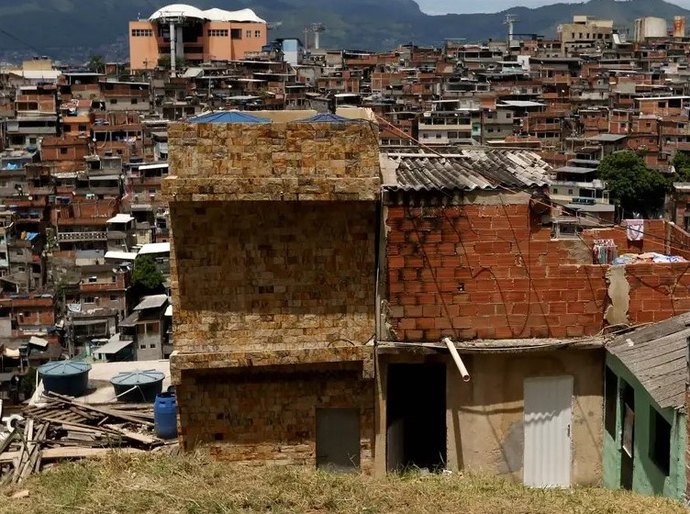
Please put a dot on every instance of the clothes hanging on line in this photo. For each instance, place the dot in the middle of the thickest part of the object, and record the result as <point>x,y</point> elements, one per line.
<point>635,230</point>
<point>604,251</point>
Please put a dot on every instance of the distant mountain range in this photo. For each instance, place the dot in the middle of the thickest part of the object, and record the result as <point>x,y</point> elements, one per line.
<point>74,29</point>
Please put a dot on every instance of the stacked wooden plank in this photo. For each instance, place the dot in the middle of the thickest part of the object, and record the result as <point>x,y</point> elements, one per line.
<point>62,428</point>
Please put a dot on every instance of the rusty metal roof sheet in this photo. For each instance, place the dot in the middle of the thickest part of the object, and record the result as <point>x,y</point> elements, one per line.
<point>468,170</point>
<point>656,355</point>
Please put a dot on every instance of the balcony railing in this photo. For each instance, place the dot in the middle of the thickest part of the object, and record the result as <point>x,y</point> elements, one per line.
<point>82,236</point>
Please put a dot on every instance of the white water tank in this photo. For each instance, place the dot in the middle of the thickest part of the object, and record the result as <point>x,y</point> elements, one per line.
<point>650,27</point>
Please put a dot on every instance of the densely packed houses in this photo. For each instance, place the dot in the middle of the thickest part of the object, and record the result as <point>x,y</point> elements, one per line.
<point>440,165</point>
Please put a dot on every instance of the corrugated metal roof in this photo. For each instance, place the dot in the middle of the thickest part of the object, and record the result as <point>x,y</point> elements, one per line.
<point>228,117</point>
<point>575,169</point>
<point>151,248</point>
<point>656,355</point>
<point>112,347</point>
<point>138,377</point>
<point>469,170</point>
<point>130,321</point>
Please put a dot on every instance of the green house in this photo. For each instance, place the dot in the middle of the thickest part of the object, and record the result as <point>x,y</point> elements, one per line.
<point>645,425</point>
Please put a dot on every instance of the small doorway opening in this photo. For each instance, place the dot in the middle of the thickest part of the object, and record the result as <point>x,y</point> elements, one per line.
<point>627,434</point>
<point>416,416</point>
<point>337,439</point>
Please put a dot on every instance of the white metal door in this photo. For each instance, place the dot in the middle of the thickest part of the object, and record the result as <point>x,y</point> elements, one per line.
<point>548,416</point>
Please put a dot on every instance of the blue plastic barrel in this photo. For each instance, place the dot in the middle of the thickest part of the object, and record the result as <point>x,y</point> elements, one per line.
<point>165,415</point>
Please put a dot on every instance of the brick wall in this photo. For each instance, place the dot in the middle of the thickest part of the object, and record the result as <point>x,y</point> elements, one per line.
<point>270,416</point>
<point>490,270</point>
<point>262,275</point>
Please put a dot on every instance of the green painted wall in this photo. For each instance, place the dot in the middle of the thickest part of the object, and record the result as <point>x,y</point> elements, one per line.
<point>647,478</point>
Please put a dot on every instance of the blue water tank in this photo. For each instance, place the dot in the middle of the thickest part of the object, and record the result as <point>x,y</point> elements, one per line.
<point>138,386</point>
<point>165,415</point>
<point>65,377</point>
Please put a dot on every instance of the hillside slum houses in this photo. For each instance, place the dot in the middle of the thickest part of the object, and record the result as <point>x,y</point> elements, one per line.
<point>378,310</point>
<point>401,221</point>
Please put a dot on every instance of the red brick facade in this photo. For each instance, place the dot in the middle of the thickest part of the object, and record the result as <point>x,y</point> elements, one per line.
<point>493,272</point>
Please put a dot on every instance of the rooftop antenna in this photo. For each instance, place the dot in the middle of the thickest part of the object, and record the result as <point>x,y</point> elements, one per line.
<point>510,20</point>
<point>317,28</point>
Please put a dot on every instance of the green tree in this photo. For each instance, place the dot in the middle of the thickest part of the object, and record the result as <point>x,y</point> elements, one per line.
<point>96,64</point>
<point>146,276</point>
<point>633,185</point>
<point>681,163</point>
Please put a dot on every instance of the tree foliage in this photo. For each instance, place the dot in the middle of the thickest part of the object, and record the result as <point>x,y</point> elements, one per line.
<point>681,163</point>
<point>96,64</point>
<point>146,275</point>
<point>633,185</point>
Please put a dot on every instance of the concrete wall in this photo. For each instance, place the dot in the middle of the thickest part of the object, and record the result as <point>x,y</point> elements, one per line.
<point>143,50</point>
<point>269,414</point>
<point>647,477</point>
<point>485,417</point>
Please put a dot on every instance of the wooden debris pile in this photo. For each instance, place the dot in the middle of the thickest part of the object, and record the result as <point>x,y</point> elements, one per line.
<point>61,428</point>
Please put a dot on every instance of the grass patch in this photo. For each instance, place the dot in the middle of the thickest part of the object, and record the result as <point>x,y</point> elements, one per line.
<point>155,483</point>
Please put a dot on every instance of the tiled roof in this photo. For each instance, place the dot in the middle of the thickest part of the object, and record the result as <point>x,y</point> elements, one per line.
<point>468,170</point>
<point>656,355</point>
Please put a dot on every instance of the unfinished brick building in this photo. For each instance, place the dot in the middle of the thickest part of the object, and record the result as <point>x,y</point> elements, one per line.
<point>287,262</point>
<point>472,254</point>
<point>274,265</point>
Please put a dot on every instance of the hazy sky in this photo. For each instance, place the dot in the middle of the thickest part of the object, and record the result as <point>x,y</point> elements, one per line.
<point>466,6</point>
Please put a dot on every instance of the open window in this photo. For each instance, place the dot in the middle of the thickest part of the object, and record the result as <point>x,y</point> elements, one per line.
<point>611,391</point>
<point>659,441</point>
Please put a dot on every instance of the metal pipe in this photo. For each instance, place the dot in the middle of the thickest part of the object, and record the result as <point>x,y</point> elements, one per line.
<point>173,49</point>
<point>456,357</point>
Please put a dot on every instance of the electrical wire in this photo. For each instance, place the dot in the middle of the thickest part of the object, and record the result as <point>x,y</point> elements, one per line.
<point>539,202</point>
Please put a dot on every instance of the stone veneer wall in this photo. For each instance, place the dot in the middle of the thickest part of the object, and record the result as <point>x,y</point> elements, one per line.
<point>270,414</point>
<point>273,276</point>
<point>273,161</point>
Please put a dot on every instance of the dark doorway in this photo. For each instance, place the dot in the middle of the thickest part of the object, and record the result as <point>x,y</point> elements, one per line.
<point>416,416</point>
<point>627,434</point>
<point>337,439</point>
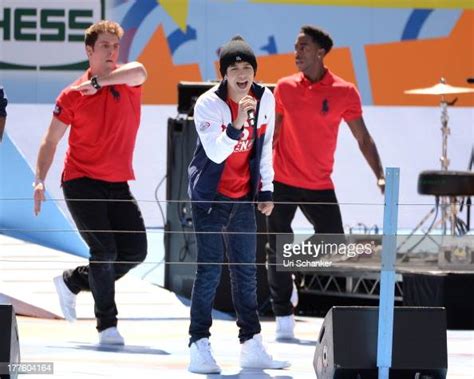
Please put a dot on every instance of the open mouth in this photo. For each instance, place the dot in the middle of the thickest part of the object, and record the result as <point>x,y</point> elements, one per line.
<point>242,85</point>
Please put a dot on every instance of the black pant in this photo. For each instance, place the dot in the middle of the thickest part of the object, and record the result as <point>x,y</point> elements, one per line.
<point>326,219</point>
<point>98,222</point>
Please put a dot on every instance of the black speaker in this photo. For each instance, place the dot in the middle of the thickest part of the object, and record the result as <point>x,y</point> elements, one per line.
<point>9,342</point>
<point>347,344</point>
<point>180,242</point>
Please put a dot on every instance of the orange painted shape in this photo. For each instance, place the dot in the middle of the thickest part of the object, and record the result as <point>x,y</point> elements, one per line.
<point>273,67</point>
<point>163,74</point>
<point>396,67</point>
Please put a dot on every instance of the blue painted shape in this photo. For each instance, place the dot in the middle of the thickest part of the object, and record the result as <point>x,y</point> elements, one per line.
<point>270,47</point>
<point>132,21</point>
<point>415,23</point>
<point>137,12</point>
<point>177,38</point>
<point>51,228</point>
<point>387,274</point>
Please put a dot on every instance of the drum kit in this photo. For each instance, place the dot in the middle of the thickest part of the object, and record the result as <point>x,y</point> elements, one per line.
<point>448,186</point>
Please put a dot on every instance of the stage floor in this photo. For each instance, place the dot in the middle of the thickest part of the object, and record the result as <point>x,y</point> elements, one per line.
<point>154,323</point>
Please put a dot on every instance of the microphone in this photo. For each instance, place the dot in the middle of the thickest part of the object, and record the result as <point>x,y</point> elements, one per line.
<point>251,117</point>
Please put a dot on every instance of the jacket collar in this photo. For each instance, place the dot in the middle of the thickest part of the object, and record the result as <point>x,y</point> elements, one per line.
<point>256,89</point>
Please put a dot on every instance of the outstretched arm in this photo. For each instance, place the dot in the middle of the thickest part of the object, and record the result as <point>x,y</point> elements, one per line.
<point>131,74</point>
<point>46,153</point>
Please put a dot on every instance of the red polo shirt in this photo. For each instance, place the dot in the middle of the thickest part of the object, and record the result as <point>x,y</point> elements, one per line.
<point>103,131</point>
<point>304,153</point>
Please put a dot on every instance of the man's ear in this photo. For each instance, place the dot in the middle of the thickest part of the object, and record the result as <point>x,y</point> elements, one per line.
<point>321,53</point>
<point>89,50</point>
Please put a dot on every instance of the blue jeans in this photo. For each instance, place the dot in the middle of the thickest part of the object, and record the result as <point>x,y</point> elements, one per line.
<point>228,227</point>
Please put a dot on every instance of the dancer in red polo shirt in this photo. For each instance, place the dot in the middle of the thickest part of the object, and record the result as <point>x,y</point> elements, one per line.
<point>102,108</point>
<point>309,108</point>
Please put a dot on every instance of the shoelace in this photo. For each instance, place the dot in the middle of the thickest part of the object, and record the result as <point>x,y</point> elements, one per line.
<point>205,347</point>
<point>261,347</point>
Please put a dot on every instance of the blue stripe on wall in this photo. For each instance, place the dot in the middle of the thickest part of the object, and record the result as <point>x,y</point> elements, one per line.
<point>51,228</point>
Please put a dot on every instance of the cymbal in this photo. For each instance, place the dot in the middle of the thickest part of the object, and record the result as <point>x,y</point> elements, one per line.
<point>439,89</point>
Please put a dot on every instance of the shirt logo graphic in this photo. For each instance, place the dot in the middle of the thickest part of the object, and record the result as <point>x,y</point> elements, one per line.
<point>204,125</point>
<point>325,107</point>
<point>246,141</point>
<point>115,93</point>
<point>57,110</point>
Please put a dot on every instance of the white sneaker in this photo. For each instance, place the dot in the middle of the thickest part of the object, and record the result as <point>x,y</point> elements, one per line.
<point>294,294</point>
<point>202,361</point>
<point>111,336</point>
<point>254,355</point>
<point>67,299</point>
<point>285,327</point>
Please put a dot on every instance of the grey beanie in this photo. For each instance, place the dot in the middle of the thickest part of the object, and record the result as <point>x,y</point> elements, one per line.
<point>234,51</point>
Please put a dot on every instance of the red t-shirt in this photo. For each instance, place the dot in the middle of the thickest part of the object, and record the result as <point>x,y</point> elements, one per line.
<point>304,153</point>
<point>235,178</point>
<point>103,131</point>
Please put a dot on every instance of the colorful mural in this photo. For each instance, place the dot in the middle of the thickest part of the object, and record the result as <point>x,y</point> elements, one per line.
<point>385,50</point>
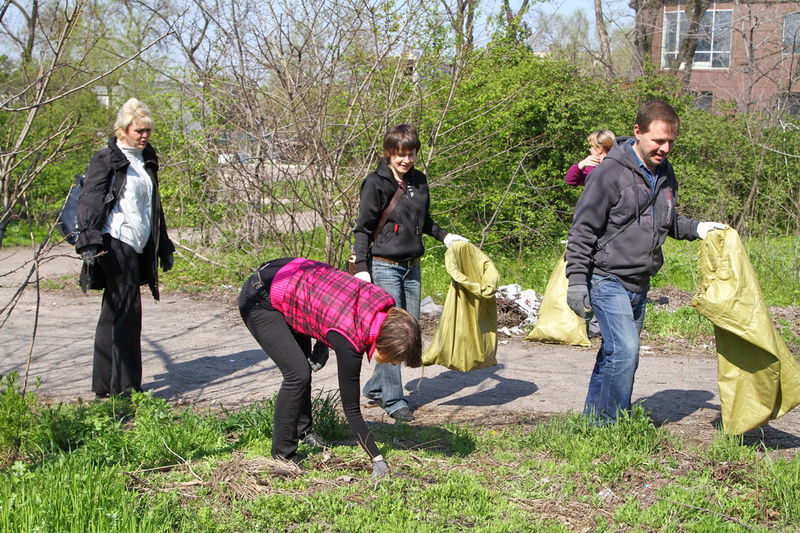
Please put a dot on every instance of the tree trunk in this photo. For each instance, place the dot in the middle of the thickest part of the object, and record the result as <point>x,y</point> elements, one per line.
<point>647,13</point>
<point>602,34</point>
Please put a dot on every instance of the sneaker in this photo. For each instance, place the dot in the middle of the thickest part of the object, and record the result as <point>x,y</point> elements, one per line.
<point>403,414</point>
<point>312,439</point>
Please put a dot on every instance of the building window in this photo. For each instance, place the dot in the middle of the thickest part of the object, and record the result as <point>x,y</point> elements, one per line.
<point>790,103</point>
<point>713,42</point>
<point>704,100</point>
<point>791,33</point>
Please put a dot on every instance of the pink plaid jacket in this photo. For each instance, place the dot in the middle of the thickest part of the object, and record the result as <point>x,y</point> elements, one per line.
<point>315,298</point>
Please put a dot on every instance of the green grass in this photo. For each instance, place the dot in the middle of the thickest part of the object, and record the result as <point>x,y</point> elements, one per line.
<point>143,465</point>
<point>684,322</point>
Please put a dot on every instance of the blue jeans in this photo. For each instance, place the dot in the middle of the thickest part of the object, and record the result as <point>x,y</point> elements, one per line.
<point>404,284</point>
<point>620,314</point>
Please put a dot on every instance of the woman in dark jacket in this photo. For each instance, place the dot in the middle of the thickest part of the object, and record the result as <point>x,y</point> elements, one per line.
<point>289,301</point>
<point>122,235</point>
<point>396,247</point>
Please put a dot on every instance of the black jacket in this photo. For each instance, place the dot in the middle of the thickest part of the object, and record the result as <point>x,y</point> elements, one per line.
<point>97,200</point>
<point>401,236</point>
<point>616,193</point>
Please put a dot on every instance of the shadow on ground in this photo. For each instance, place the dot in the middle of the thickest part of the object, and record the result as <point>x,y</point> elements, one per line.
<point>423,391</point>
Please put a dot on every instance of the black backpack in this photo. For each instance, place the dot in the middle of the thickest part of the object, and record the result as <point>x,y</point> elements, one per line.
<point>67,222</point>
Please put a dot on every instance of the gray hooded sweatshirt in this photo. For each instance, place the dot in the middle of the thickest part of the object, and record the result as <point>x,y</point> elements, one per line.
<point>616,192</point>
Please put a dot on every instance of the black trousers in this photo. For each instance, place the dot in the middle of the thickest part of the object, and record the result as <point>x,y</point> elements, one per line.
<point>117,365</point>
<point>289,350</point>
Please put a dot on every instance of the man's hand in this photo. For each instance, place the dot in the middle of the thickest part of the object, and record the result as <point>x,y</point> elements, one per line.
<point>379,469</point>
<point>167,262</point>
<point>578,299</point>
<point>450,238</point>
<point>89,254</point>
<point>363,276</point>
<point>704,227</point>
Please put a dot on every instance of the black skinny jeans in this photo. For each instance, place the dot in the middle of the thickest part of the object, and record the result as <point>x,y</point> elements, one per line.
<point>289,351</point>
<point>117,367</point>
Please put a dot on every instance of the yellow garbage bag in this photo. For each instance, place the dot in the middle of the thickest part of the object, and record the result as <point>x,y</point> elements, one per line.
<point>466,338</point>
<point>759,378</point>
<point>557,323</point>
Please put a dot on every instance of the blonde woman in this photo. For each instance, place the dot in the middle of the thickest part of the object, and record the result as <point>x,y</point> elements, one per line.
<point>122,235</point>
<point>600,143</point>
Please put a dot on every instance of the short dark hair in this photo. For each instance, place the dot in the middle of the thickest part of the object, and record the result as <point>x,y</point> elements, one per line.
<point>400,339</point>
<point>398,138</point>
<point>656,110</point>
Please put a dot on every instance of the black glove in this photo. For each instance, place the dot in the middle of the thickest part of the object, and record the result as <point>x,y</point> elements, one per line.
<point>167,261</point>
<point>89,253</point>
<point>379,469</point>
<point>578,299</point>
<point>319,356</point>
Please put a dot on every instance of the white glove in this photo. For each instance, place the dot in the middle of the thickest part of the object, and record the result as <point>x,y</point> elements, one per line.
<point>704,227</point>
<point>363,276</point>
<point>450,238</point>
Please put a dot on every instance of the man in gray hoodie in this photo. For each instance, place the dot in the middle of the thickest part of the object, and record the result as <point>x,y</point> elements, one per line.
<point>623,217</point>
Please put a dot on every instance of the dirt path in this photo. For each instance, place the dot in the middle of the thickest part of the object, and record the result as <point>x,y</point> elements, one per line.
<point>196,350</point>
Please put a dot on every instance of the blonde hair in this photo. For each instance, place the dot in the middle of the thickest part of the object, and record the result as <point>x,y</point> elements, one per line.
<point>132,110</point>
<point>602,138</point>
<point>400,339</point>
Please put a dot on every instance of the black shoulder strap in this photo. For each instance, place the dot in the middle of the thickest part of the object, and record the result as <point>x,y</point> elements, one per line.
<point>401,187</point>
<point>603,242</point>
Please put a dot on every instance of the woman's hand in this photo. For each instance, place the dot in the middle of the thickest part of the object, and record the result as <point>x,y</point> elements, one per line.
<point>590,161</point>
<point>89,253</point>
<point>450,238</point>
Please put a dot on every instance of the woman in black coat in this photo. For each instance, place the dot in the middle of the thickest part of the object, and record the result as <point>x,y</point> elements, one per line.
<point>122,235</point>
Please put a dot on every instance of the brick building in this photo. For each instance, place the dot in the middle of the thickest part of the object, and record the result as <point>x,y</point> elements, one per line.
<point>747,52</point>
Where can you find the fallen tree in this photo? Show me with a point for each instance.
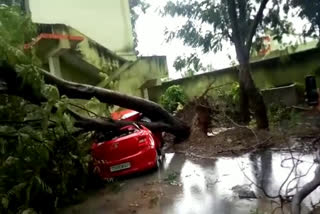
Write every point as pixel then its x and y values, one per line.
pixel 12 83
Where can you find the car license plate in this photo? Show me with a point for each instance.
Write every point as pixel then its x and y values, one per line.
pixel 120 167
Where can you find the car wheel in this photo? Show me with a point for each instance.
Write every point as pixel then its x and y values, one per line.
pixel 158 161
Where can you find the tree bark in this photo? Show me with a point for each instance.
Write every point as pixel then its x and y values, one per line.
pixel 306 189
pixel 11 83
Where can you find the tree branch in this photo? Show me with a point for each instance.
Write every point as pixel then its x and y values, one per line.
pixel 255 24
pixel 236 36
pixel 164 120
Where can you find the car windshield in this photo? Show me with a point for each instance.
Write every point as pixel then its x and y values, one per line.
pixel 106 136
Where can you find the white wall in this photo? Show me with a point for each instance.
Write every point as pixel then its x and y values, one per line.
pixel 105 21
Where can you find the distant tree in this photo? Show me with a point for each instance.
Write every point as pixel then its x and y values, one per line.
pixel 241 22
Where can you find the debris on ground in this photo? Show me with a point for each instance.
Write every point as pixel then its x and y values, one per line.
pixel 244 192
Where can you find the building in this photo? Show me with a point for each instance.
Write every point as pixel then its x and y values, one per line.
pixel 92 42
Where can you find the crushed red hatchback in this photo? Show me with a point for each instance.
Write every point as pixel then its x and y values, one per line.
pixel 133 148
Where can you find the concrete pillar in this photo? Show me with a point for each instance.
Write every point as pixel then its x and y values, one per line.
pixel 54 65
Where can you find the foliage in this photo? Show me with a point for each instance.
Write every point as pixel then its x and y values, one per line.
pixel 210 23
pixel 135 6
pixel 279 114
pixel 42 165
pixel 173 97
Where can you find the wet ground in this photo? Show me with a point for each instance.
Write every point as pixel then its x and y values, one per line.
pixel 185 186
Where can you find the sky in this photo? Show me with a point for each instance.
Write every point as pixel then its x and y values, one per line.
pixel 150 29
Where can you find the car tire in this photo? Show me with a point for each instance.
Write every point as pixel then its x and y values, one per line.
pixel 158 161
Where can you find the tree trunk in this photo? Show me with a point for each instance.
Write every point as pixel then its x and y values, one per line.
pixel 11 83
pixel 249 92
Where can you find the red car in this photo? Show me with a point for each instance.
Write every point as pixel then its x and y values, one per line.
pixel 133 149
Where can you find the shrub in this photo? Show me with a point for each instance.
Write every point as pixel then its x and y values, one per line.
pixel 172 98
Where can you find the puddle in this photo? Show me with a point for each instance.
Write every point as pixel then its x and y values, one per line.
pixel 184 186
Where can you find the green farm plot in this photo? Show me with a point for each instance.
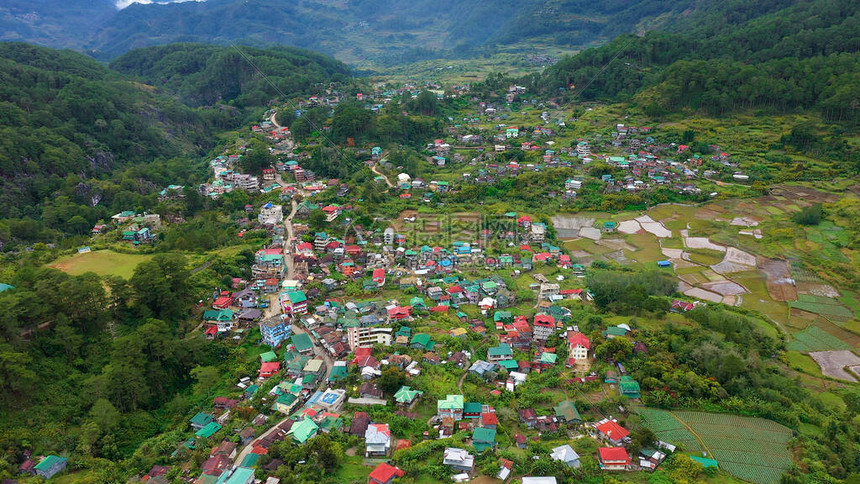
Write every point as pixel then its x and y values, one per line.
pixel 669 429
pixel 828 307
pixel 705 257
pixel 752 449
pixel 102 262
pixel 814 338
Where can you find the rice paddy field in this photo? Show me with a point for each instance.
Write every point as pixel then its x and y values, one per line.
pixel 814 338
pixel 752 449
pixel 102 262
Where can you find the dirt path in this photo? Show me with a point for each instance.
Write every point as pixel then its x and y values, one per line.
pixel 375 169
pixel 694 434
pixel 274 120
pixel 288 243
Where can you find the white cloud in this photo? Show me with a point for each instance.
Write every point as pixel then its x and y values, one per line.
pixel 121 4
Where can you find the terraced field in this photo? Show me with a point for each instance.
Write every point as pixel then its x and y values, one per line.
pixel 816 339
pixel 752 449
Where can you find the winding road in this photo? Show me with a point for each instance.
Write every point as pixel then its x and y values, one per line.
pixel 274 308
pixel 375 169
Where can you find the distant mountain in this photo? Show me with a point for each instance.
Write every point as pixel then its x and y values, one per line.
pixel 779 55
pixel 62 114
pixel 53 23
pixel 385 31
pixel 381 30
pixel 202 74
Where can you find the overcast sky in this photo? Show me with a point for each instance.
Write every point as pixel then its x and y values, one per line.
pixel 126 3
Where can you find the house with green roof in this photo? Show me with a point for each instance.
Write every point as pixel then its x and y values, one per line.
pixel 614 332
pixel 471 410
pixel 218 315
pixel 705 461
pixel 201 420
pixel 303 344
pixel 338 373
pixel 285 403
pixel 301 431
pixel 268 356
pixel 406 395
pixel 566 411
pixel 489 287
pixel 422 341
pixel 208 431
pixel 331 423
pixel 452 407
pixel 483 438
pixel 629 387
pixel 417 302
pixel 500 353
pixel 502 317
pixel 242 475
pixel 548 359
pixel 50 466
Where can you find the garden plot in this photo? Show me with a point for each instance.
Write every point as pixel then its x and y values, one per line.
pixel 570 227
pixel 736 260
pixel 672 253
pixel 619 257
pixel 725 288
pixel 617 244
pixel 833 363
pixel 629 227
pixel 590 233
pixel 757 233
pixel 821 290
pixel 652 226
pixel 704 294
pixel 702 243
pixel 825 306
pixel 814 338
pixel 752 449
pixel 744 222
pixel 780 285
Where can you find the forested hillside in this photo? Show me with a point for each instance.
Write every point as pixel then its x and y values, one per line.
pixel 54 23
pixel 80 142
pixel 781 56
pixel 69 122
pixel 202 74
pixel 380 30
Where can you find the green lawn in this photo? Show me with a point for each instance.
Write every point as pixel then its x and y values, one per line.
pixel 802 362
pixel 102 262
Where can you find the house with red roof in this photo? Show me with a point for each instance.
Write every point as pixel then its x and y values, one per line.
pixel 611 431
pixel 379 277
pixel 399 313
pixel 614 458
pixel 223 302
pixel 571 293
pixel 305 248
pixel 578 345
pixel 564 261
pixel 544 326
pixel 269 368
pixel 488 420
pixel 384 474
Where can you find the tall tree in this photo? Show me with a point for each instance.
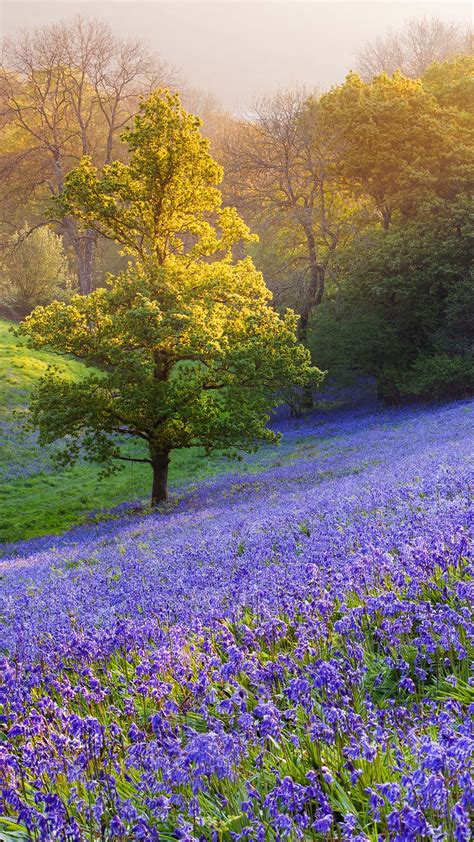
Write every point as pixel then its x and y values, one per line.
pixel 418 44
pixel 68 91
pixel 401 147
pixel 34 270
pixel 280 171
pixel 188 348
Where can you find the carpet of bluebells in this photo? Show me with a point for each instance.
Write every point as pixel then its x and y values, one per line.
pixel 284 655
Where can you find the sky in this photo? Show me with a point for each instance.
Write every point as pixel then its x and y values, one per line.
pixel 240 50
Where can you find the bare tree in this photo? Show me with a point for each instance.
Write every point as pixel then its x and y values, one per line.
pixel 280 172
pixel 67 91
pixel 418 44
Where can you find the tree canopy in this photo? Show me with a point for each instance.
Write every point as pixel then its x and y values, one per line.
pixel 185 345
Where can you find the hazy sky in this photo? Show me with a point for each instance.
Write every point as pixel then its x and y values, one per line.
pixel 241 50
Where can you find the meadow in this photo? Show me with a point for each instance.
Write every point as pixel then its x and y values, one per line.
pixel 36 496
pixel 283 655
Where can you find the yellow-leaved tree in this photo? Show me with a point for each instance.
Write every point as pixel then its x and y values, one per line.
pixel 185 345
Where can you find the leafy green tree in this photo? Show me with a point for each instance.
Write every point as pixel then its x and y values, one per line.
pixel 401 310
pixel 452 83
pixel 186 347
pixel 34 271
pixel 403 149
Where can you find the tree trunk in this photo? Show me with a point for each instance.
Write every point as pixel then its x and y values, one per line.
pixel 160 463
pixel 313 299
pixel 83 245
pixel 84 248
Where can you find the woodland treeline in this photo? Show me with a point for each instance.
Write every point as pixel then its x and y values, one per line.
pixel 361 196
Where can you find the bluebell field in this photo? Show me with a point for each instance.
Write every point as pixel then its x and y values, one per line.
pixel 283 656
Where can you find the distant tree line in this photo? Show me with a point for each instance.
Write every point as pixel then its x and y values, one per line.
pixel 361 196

■ **Exercise**:
The answer should be one number only: how many lines in the listing hold "plot".

■ **Result for this task**:
2